• [SELECTED EXTRACT]
····················
From 56aed16e57eb55f691d77106417cbbb5b867a444 Mon Sep 17 00:00:00 2001
From: Ali Farhadi <a.farhadi@gmail.com>
Date: Thu, 14 Nov 2024 16:07:29 +0100
Subject: [PATCH] Update specs and docs to specify hash function must accept
 any term.

---
 README.md                 | 93 +++++++++++++++++++++------------------
 src/cuckoo_filter.app.src |  2 +-
 src/cuckoo_filter.erl     | 20 ++++++---
 3 files changed, 64 insertions(+), 51 deletions(-)

diff --git a/README.md b/README.md
index f2f8314..36248dd 100644
--- a/README.md
+++ b/README.md
@@ -11,65 +11,70 @@ implemented using [atomics](https://erlang.org/doc/man/atomics.html) for Erlang
 
 ## Introduction
 
-A Cuckoo Filter is a space-efficient probabilistic data structure for approximated
-set-membership queries. It can be used to test whether an element is a member of a set in
-constant time and requires only a few bits per element. The trade-off is that a low rate
-of false positives is possible, but false negatives are not.
+A **Cuckoo Filter** is a space-efficient probabilistic data structure for approximate
+set membership queries. It enables constant-time checks to determine if an element
+is in a set, using only a few bits per element. This efficiency comes with a trade-off:
+a low rate of false positives may occur, but false negatives are guaranteed not to happen.
 
-Cuckoo Filter is considered a better alternative to Bloom Filter with lower space
-overhead and with support for deletion of inserted elements.
+Compared to a **Bloom Filter**, a Cuckoo Filter offers a more efficient use of space and
+supports the deletion of inserted elements. However, as the filter's load factor increases,
+insertion operations may become slower and could fail once the filter is nearly full.
 
-Insertion of elements in a cuckoo filter becomes slowers when the load factor is high and
-might fail when capacity is nearly full.
+## Implementation Details
 
-## Implementation
+In this implementation, filter data is stored in an `atomics` array, a fixed-size, mutable
+array of 64-bit integers. Using atomics enables fast, concurrent access to the filter
+for both reading and writing operations.
 
-In this implementation, filter data is stored in an atomics array, which is a fixed-size
-mutable array of 64-bit integers. By using atomics we can have fast and concurrent
-access to the filter for both reads and writes.
+The first two integers in the atomics array act as a lock to prevent race conditions
+during relocatiion of elements.
 
-To be able to update fingerprints atomically, this implementation only allows fingerprint
-sizes of 4, 8, 16, 32, and 64 bits, so that multiple fingerprints can fit in a single
+The third integer acts as an atomic counter to track the number of elements in the filter.
+
+### Fingerprint Constraints
+
+To ensure atomic updates for fingerprints, this implementation only supports fingerprint
+sizes of **4, 8, 16, 32, and 64 bits**—allowing multiple fingerprints to fit within a single
 64-bit atomic integer.
····················
• [INFORMATION SHOWN]
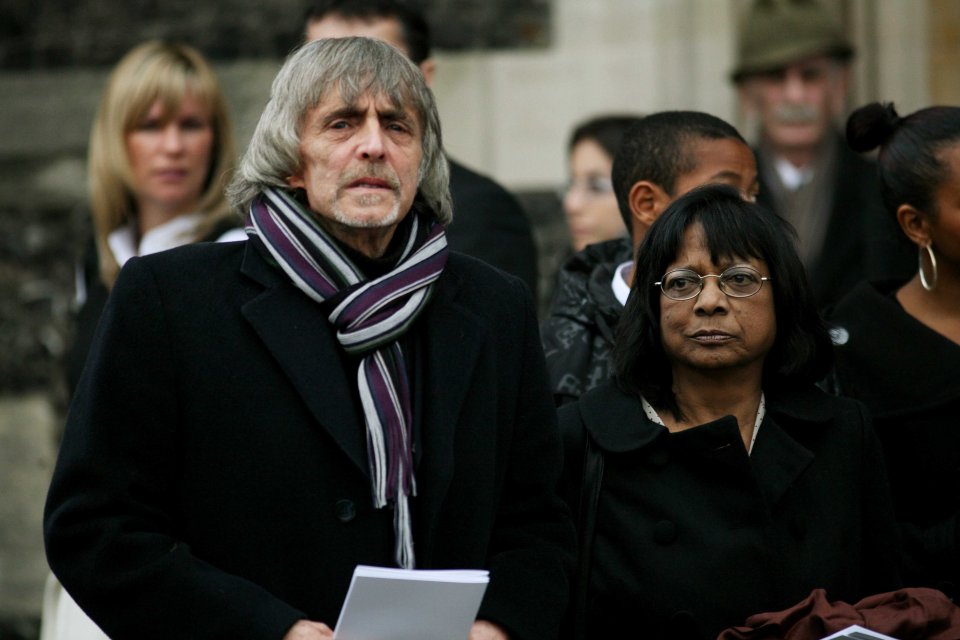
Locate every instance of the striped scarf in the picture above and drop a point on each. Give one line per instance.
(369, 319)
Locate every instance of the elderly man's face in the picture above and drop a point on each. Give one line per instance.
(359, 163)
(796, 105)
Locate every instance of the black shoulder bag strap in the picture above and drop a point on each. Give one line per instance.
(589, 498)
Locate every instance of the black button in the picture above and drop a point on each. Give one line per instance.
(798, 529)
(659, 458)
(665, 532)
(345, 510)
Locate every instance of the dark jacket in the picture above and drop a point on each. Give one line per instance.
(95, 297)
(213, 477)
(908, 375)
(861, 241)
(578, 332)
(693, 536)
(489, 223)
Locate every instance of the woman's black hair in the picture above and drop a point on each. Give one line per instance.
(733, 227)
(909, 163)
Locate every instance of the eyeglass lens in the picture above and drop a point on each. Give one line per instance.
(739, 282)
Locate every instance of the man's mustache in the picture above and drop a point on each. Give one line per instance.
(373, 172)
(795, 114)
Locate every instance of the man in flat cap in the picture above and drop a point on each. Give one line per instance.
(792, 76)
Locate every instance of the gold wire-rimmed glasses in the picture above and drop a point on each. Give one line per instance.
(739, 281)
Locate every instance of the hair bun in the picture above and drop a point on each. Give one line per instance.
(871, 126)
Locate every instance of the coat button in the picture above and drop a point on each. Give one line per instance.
····················
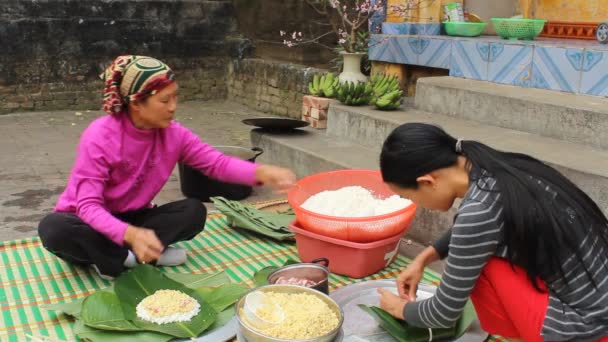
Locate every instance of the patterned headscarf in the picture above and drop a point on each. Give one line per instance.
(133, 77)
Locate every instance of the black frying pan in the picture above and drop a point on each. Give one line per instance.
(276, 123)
····················
• [INSTRUCTION 1] According to the cuckoo filter patch, which fingerprint sizes does the implementation support?
• [INSTRUCTION 2] Continue the cuckoo filter patch from the point where it stops.

• [EXPECTED OUTPUT 1] 4, 8, 16, 32, and 64 bits.

• [EXPECTED OUTPUT 2]
 
-In a Cuckoo Filter for each element, there are two buckets where it can be inserted. To
-insert an element when there is an empty slot available in one of the two buckets, we
-can atomically update that empty entry, but when there is no slot available in the two
-buckets we have to relocate exiting elements to make room for the new one. In this case,
-since multiple entries need to be updated, we no longer can do insert operation
-atomically, and such inserts can not be done concurrently. In such cases, to prevent
-race conditions we use the first integer in the atomics array as a mutex.
+### Insertion
 
-Deletes are also done with a lock to prevent race conditions when an insert is relocating
-elements.
+Each element in a Cuckoo Filter can be placed in one of two possible buckets. If an empty
+slot is available in either bucket, it is updated atomically. However, if both buckets
+are full, elements need to be relocated to make room for the new one. In such cases,
+atomic updates for all entries are not feasible, and insertions cannot be concurrent.
+To manage this, a [spin lock](https://github.com/farhadi/spinlock) (using the first two
+integers in the atomics array) prevents race conditions during these operations.
 
-When relocating existing elements, it is also possible that a concurrent lookup of an
-evicted element fails. To prevent this, instead of immediately updating an evicted
-element, we keep a sequence of evictions in memory, and once we find an empty slot we
-start applying the changes in the sequence from the end to the beginning. In other words,
-to relocate an element, we first insert it in its new place, then we remove it from its
-old place, making sure the element is always available to lookups.
+To maintain availability for lookups during element relocation, this implementation uses
+an eviction cache. When relocating elements, the filter temporarily stores a sequence of
+evictions. Once an empty slot is identified, changes are applied in reverse order,
+ensuring that elements remain accessible for lookups throughout the relocation process.
+Unlike many traditional Cuckoo Filter implementations, where inserting a new element
+when the filter is full may lead to the removal of a random existing element,
+this eviction cache technique helps avoid such unintended removals.
 
-In most cuckoo filter implementations, when an insert fails, the element is actually
-added to the filter, but some other random element gets removed, but in this
-implementation, by using this eviction cache technique we can also avoid the removal
-of a random element when an insertion fails.
+The eviction cache also provides early detection of loops, helping prevent excessive
+evictions.
 
-Another benefit of keeping the chain of evictions in memory is the early detection of
-loops before reaching the maximum number of evictions.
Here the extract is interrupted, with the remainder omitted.